───── Provided text ─────

Studio album by Grace Kennedy
- Released: 1979
- Genre: funk / soul
- Length: 39:42
- Label: DJM Records

Grace Kennedy chronology
| Grace Kennedy (1979) | Desire (1979) | I'm Starting Again (1981) |

= Desire (Grace Kennedy album) =

Desire is the second album of the British singer Grace Kennedy, released in 1979. Its development and background was based on her musical success of the previous years, after winning the TV talent show Opportunity Knocks in 1977 and then also featuring in a 1979 episode of Star Treatment.

The album was digitalized in 2021.

─────

# Task requirements:
1 – Write out everything in the text on Grace Kennedy's album Desire from "Grace Kennedy chronology" down to "digitalized in 2021.".
2 – Extend the text on Grace Kennedy's album Desire by writing what comes after its final sentence.

───── Available data ─────

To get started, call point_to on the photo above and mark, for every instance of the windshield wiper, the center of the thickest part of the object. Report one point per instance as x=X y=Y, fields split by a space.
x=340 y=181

─────

# Outputs:
1 –
Grace Kennedy chronology
| Grace Kennedy (1979) | Desire (1979) | I'm Starting Again (1981) |

= Desire (Grace Kennedy album) =

Desire is the second album of the British singer Grace Kennedy, released in 1979. Its development and background was based on her musical success of the previous years, after winning the TV talent show Opportunity Knocks in 1977 and then also featuring in a 1979 episode of Star Treatment.

The album was digitalized in 2021.

2 –
== Credits ==
- Arranged and conducted by John Coleman (tracks: A2, A5, B3), Mike McNaught (tracks: A3, B5), Tony Sadler (tracks: A1, A4, B1, B2, B4)
- Backing Vocals – Alan Harding, Gaynor Sadler, Joanne Stone, Lynn Cornell, Shady Calver, Stephanie De Sykes, Tony Sadler, Val Stokes, Vicki Brown
- Bass – Andy Pask, Dave Olney, Dill Katz, Paul Westward
- Brass – Cliff Hardie (tracks: A1, B1), Derek Watkins (tracks: A1, B1), Stan Sultzmann (tracks: A1, B1)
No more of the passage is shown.